Stored data entries

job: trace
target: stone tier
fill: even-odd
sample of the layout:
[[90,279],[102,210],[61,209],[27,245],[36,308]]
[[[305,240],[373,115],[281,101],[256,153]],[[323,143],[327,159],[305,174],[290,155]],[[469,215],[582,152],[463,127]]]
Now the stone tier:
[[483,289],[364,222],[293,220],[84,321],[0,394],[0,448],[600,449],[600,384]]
* * *
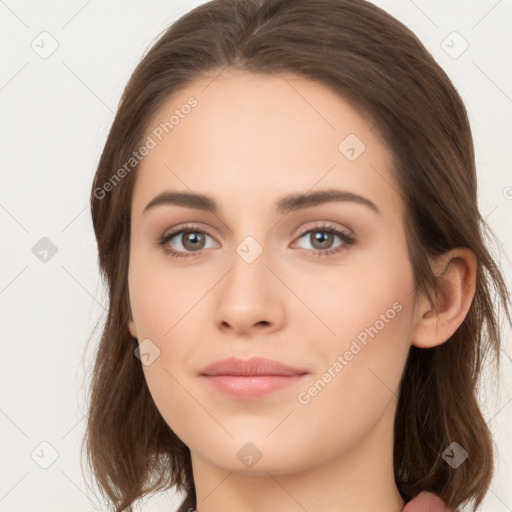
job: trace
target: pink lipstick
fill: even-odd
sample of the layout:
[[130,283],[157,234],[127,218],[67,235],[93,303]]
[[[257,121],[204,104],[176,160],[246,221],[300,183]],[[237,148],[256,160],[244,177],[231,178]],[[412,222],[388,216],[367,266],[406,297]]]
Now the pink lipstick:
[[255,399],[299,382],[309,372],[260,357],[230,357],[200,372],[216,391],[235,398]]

_Problem to work on_
Filter the records above down to the lines containing "target".

_Response_
target: stone tier
target: pink lipstick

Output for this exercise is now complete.